**Task description**: Copy every line of the items below without changing anything.
** START OF Materials provided **
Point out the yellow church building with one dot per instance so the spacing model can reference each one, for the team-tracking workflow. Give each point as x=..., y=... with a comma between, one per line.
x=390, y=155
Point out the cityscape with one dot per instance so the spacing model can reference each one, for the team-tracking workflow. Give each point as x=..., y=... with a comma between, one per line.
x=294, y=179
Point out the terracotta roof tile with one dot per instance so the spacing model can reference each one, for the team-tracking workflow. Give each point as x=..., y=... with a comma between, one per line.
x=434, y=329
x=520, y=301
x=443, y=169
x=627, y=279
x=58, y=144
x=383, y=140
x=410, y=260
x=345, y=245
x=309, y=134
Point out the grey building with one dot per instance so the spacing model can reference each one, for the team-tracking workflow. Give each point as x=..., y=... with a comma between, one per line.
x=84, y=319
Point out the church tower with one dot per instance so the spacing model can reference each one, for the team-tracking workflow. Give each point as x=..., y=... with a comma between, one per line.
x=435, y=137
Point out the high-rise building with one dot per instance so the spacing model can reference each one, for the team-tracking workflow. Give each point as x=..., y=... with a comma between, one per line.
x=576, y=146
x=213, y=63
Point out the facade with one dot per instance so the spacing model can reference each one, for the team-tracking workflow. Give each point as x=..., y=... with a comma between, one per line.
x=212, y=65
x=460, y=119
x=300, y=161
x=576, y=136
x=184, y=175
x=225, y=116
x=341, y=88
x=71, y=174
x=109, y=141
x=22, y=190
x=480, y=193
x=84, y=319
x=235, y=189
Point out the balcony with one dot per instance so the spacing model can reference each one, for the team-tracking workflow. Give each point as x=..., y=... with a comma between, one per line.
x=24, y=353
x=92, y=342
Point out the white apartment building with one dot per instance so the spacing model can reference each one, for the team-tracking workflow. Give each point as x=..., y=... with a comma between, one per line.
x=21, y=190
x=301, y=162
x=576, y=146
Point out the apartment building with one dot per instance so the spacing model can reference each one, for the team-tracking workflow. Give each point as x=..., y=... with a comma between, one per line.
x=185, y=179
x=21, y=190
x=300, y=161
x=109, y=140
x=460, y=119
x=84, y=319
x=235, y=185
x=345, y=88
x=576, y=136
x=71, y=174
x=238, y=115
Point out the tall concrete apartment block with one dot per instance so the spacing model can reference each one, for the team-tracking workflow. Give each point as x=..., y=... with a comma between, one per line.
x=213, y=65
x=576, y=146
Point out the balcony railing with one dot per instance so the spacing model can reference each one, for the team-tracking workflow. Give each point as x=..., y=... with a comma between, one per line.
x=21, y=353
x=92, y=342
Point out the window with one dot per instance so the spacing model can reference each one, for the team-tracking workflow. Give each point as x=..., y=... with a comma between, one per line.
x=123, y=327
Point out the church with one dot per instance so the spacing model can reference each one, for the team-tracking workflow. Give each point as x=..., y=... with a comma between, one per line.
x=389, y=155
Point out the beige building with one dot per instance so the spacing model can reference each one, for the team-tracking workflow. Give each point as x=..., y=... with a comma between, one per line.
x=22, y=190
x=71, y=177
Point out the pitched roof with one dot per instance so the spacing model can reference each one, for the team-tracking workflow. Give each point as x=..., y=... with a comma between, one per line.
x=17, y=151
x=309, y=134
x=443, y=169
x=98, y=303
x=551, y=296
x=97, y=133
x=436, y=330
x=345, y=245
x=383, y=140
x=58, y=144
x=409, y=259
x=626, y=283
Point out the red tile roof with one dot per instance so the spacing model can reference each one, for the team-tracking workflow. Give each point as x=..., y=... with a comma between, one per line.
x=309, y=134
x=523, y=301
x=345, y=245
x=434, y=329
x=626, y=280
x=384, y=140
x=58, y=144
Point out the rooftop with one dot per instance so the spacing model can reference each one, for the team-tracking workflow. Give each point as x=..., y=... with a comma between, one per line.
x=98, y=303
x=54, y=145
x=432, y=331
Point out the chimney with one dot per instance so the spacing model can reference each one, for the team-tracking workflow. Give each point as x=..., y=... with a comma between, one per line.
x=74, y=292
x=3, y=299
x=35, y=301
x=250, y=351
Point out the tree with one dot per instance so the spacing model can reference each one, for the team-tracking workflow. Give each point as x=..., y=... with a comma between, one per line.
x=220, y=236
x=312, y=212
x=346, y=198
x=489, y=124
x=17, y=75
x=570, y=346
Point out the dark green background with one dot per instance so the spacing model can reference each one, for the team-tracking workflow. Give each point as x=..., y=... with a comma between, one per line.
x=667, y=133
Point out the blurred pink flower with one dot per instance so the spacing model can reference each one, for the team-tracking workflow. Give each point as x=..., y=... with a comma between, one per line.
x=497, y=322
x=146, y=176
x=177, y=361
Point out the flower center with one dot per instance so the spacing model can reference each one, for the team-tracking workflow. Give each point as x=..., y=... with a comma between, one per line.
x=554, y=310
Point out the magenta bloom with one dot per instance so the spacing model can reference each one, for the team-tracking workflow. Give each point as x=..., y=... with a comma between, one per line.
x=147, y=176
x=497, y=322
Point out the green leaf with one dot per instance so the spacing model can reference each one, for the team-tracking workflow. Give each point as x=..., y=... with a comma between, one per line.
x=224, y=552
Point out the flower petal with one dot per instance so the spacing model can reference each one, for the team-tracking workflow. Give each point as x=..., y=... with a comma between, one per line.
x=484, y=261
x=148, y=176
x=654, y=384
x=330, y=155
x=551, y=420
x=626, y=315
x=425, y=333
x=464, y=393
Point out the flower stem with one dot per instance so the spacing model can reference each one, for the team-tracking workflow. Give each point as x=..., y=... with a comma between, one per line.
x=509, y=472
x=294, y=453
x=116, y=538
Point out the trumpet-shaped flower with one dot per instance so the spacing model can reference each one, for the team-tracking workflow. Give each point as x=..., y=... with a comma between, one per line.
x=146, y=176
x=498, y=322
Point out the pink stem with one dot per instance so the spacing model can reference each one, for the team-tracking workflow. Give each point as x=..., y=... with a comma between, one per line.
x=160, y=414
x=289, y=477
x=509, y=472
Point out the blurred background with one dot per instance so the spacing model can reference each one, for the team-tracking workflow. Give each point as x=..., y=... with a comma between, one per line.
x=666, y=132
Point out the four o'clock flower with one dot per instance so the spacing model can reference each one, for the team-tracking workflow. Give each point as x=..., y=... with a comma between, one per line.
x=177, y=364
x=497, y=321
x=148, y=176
** END OF Materials provided **
**Exercise response**:
Point out the yellow church building with one dot per instance so the spacing model can reference each one, for the team-tracking workflow. Give each point as x=..., y=... with a comma between, one per line.
x=390, y=155
Point out the cityscape with one dot per instance so the spacing model can reference each one, for the team-tracking workflow. Give each point as x=..., y=... with a comma between, one per line.
x=294, y=179
Point out the terracotta roof tile with one dot per instance so the spacing model can reference each one, for the team-tracking workflow. Give each point as x=..., y=... with a comma between, one per line.
x=434, y=329
x=520, y=301
x=443, y=169
x=627, y=279
x=58, y=144
x=383, y=140
x=410, y=260
x=345, y=245
x=309, y=134
Point out the grey building with one dot per instance so the spacing model can reference each one, for the team-tracking workflow. Give each point as x=..., y=... with a comma between, one per line.
x=84, y=319
Point out the church tower with one dot per instance so the spacing model can reference each one, for the team-tracking workflow. Give each point as x=..., y=... with a comma between, one per line.
x=435, y=137
Point out the high-rise building with one dot per instance so the spacing model can reference each one, for the team-tracking workflow. Give each point as x=..., y=... with a comma between, one per line.
x=576, y=146
x=213, y=63
Point out the facade with one dot per instance so the spacing model can reference each one, for the team-tracking workflow. Give each point as x=..., y=... with a comma between, one per line.
x=212, y=65
x=460, y=119
x=300, y=161
x=576, y=136
x=184, y=175
x=225, y=116
x=341, y=88
x=71, y=174
x=109, y=141
x=22, y=190
x=480, y=193
x=84, y=319
x=235, y=189
Point out the balcony with one dot per instance so the spacing model can reference each one, for the team-tracking workflow. Give each point as x=..., y=... with a comma between, one per line.
x=24, y=353
x=92, y=342
Point out the white apartment building with one dot per instance so the spacing model can reference each one, for the team-tracking workflow. Give each point as x=..., y=... with a comma between, one per line.
x=21, y=190
x=301, y=162
x=576, y=146
Point out the apartment building with one dot per instance so the spacing model can reference each one, for the team-tracking workflow. Give each point as x=..., y=... with a comma between, one per line.
x=185, y=179
x=21, y=190
x=300, y=161
x=109, y=140
x=460, y=119
x=84, y=319
x=235, y=185
x=345, y=88
x=576, y=136
x=71, y=174
x=238, y=115
Point out the tall concrete apartment block with one dot per instance so the spacing model can reference each one, for the team-tracking workflow. Give each point as x=..., y=... with a comma between, one per line.
x=213, y=65
x=576, y=146
Point out the balcony railing with one dot per instance so the spacing model can reference each one, for the team-tracking workflow. Give each point as x=..., y=... with a comma between, one per line.
x=21, y=353
x=92, y=342
Point out the window with one dot per instance so the spacing model can reference each one, for the team-tracking workflow. Give each point as x=..., y=... with a comma between, one per line.
x=123, y=327
Point out the church with one dot per instance so the spacing model can reference each one, for the team-tracking workflow. Give each point as x=..., y=... with a comma between, one per line.
x=389, y=155
Point out the beige building with one dot per instance so the spacing model can reference each one, for the team-tracking workflow. Give each point as x=..., y=... with a comma between, one per line.
x=22, y=190
x=71, y=177
Point out the pitched roof with one dot per instance so the spacing model can reference each one, for the team-tracking workflow. Give each point as x=..., y=... with a comma between, one per line.
x=17, y=151
x=309, y=134
x=443, y=169
x=98, y=303
x=551, y=296
x=97, y=133
x=436, y=330
x=345, y=245
x=383, y=140
x=58, y=144
x=409, y=259
x=626, y=283
Point out the red tile roof with one dot per instance so the spacing model can reference each one, for the team-tracking workflow. Give each point as x=..., y=... with a comma between, one per line.
x=309, y=134
x=523, y=301
x=345, y=245
x=434, y=329
x=626, y=280
x=384, y=140
x=58, y=144
Point out the rooftop with one dot per instance so the spacing model can reference each one, for the team-tracking workflow. Give each point as x=..., y=... with a comma between, one per line.
x=98, y=303
x=54, y=145
x=432, y=331
Point out the chimney with one dot per instance so the spacing model can reference each one, for the team-tracking workflow. Give each point as x=..., y=... with a comma between, one per line.
x=74, y=292
x=3, y=299
x=35, y=301
x=250, y=351
Point out the tree with one dot per instance so the spacing model can reference each one, for the team-tracking workflow. Give each point as x=..., y=... with a comma between, one per line.
x=220, y=236
x=312, y=212
x=346, y=198
x=489, y=124
x=17, y=75
x=570, y=346
Point out the dark green background with one dot per instance so the spacing model can reference each one, for the team-tracking workflow. Give each point as x=..., y=... with a comma between, one per line.
x=667, y=133
Point out the blurred pink flower with one dot per instance so the spacing model can reference each one, for the team-tracking workflow. Give each point as x=..., y=... with a comma between, one per line.
x=497, y=322
x=146, y=176
x=177, y=361
Point out the flower center with one dot per instance so the spacing model can reference each one, for the team-tracking workflow. Give each point as x=..., y=... with a comma between, one per line.
x=554, y=310
Point out the magenta bloom with one dot per instance so the spacing model can reference each one, for the team-tracking workflow. Give each point as x=..., y=... with a comma between, one per line.
x=147, y=176
x=497, y=322
Point out the green leaf with one dot per instance so the spacing model can reference each one, for the team-tracking workflow. Give each point as x=..., y=... with a comma between, one per line.
x=224, y=552
Point out the flower petal with one dot per instance so the spacing model can reference each one, for the team-tracking workflow. Give each point as x=..., y=... with a comma between, one per line.
x=484, y=261
x=148, y=176
x=654, y=384
x=330, y=155
x=551, y=420
x=626, y=315
x=425, y=333
x=464, y=393
Point out the flower stem with one dot per instance so the spacing model can reference each one, for the team-tracking workflow. Give each point as x=..., y=... with a comma between, one per line.
x=509, y=472
x=294, y=453
x=116, y=538
Point out the trumpet-shaped flower with one dot per instance so the spacing model can reference each one, for the team-tracking workflow. Give each point as x=..., y=... with a comma between, one per line.
x=146, y=176
x=498, y=322
Point out the pink stem with one dot per instance so the spacing model can reference each one, for the team-tracking workflow. Give each point as x=..., y=... with a comma between, one per line.
x=160, y=414
x=289, y=477
x=509, y=472
Point out the blurred background with one dot per instance so the spacing model can reference each one, for the team-tracking workflow. Give each point as x=..., y=... with a comma between, one per line.
x=666, y=132
Point out the four o'clock flower with one dot per instance so the spacing model can reference each one, for the team-tracking workflow. Give each point as x=..., y=... with a comma between, one per line.
x=177, y=364
x=497, y=321
x=148, y=176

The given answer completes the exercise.